━━ Dataset records ━━

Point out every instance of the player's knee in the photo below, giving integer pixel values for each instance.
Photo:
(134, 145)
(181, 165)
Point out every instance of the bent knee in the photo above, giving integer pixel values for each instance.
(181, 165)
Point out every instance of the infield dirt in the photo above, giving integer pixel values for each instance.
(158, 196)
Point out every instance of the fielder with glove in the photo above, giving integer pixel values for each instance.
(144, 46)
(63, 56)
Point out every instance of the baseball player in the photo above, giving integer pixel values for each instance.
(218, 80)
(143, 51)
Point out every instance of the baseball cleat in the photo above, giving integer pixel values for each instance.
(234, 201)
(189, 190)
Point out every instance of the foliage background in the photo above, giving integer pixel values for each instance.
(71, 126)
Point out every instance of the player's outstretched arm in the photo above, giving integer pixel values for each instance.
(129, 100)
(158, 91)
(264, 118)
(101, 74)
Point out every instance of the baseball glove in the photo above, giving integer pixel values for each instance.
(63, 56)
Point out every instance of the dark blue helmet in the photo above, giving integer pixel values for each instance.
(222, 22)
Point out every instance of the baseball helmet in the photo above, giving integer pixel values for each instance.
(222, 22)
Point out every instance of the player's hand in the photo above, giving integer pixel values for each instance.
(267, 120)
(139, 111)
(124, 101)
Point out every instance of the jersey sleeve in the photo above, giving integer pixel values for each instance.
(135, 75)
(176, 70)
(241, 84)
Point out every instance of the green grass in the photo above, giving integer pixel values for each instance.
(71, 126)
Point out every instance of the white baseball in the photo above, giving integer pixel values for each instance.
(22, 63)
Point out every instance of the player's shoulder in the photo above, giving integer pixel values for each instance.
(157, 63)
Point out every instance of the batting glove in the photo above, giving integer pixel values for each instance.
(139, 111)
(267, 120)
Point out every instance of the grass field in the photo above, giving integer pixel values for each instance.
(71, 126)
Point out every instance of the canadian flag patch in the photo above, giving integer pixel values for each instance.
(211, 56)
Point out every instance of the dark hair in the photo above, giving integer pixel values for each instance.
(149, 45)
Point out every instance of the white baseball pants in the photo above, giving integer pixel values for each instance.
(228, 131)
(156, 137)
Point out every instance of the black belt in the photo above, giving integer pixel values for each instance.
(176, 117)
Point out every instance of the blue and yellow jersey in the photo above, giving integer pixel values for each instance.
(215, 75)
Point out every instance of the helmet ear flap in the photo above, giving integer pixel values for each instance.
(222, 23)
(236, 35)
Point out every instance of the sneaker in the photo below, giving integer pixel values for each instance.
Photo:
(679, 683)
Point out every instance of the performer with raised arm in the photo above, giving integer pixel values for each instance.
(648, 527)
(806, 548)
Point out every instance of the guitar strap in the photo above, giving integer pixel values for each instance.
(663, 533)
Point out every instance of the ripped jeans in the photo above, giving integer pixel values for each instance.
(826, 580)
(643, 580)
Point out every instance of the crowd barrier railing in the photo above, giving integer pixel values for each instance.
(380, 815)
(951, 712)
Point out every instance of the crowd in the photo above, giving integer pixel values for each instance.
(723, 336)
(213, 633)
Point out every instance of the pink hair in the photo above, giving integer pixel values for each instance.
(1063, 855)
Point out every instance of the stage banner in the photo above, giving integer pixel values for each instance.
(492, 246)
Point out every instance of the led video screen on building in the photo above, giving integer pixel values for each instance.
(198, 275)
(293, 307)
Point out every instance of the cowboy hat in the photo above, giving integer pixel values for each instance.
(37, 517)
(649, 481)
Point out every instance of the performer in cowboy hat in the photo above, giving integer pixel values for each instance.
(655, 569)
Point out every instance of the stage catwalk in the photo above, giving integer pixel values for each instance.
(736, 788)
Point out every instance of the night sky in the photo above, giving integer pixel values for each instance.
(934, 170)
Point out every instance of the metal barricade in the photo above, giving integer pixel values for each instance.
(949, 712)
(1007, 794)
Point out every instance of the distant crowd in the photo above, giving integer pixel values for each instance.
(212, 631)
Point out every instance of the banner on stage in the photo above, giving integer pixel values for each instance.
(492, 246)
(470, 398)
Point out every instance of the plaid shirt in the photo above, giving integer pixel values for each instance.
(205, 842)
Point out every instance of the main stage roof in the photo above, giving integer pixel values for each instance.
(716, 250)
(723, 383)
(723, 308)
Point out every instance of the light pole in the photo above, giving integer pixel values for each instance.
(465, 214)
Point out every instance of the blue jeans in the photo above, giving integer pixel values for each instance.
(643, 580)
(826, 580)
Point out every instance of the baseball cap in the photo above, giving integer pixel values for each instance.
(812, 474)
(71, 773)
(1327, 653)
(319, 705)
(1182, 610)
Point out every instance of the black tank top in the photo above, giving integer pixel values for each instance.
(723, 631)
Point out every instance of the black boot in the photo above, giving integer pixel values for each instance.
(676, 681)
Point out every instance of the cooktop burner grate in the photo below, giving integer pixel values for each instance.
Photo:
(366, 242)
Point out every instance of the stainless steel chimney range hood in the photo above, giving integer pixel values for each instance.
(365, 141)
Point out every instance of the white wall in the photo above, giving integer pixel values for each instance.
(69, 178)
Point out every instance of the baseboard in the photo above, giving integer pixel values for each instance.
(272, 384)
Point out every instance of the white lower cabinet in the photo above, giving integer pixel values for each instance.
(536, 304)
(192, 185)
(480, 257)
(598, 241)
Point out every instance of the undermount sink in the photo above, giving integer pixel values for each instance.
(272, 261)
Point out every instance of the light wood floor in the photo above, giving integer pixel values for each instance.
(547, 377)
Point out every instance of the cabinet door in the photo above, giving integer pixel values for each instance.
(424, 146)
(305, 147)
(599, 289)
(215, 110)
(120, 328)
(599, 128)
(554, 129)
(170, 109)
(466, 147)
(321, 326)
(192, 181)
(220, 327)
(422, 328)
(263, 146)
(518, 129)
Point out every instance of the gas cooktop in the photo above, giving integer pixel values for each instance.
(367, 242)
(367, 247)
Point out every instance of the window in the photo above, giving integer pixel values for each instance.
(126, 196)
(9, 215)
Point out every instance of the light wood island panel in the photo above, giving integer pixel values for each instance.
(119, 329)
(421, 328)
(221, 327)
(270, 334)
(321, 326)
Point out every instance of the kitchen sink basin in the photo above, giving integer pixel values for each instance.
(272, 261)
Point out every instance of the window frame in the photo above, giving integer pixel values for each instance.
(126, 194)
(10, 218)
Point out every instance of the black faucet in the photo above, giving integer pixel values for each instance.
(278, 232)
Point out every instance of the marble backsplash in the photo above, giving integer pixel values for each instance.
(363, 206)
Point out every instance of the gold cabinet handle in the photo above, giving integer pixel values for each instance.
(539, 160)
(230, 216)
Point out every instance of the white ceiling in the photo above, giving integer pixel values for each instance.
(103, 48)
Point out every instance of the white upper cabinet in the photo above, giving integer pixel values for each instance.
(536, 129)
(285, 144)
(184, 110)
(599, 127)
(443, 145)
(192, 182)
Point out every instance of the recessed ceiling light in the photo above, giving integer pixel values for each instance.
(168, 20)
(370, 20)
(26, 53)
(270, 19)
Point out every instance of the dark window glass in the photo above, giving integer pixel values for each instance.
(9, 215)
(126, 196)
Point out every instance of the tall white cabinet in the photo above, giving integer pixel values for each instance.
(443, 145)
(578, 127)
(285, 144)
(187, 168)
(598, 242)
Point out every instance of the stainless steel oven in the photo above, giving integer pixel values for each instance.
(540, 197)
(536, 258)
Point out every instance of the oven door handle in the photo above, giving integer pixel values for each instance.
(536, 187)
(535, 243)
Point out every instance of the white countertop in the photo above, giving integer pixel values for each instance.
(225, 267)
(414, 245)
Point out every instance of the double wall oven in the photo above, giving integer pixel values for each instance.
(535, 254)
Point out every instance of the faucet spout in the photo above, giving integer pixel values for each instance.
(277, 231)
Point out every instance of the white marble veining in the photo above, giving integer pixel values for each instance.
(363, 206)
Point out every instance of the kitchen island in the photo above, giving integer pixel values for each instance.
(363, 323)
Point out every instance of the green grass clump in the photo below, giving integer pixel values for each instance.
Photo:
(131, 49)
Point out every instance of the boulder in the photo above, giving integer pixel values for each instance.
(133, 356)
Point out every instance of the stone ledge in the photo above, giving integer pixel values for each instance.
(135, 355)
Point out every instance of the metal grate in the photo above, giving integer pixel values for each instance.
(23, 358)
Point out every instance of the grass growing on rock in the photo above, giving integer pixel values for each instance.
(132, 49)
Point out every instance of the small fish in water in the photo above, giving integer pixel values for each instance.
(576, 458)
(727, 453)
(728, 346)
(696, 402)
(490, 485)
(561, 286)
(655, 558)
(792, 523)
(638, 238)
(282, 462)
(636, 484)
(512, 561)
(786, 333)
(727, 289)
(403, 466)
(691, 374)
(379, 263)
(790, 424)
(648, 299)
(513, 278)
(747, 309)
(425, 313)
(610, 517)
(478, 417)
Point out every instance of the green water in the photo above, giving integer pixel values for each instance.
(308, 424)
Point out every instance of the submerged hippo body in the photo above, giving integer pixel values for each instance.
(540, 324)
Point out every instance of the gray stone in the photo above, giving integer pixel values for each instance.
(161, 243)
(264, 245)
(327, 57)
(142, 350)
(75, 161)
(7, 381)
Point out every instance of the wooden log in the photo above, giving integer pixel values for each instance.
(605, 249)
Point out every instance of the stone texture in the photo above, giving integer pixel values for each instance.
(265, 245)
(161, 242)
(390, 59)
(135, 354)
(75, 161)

━━━

Work required: Format the lines above, from the one containing "Point out every instance of the banner" through the one containing "(1182, 610)", inclusive, as a Markdown table with the columns No. and Text. Number each line in order and leave out any blank lines.

Solution for this exercise:
| No. | Text |
|---|---|
| 1 | Point out every instance of the banner on stage in the photo above, giving integer pixel values for each instance. |
| 2 | (492, 246) |
| 3 | (470, 398) |
| 4 | Point out every instance of the plaid shirt in the photo above, giving integer pixel values for each instance. |
| 5 | (205, 842) |
| 6 | Point out every instance of the main stage roof in the photo above, giving integer pixel values for each instance. |
| 7 | (716, 250) |
| 8 | (723, 383) |
| 9 | (723, 308) |
| 10 | Point out every instance of the light pole in the photo above, giving integer pixel values for each instance. |
| 11 | (465, 214) |
| 12 | Point out every instance of the blue jeans in the photo above, giving integer pixel values for each instance. |
| 13 | (643, 580) |
| 14 | (826, 580) |
| 15 | Point out every instance of the baseball cap in the photo above, giving integer pixel values for each instance. |
| 16 | (812, 474) |
| 17 | (71, 773) |
| 18 | (1327, 653) |
| 19 | (319, 705) |
| 20 | (1182, 610) |